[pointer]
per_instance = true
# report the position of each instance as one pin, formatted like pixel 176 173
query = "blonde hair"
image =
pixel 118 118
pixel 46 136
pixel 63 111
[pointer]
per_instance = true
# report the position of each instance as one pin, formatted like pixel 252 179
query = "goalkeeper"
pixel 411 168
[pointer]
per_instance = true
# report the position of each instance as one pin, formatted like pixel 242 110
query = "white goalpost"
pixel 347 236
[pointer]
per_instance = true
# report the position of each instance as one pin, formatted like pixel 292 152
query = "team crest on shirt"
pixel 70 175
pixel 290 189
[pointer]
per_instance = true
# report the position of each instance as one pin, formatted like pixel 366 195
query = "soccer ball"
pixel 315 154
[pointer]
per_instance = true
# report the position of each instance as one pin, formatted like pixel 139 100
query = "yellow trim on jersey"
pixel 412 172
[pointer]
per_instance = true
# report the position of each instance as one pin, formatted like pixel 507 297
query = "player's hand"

==

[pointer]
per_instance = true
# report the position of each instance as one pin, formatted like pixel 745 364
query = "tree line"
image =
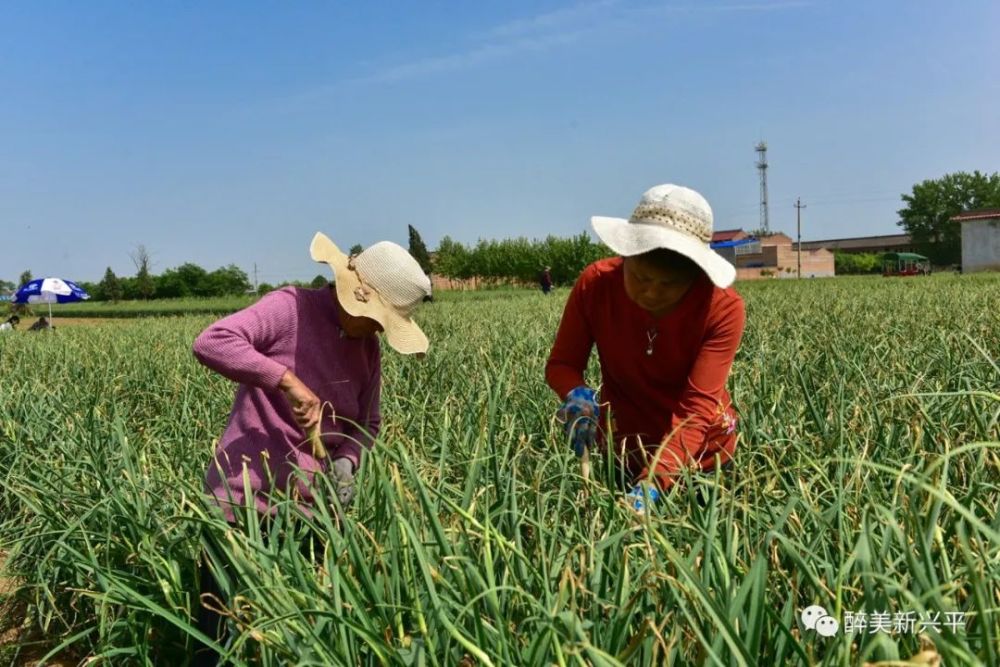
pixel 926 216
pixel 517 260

:: Brief ::
From the items above, extract every line that contains the string "query", treating uppercase and lowercase letters as distinct.

:: Output of the exercise ::
query = "blonde hair"
query = "goalkeeper"
query = "white goalpost"
query = "team crest on shirt"
query = "soccer ball"
query = "yellow trim on jersey"
query = "player's hand"
query = "tree line"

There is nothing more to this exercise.